Copy every line of the data below, requests included, adding -10 to each pixel coordinate in the answers. Leave the pictures out of your output.

※

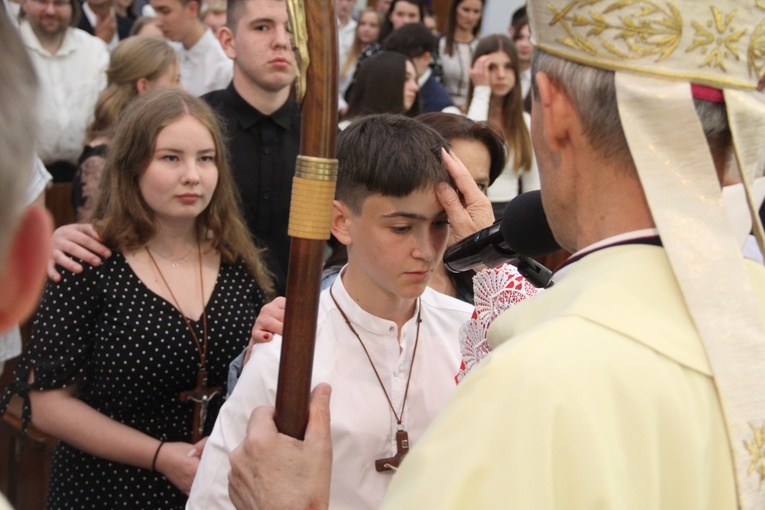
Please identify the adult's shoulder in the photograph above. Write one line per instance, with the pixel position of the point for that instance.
(449, 304)
(216, 99)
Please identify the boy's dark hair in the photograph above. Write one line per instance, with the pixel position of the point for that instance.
(413, 40)
(389, 155)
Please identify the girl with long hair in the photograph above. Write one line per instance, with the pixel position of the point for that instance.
(495, 96)
(128, 360)
(457, 46)
(137, 64)
(386, 83)
(367, 32)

※

> _Solution to this problem_:
Please identify the adult's shoulder in the photograph above. Write one line per instance, with the pixel position of the point for that instance.
(439, 294)
(206, 89)
Please identify the boy's dark hair in the photograph above. Write one line per instance, with the pixel position of the point for that instance.
(403, 30)
(379, 145)
Please identify the girl with long hair in the photograph above. Write one line per instance, with the pixel position of the point for that instance.
(485, 86)
(118, 350)
(447, 36)
(127, 54)
(376, 73)
(357, 22)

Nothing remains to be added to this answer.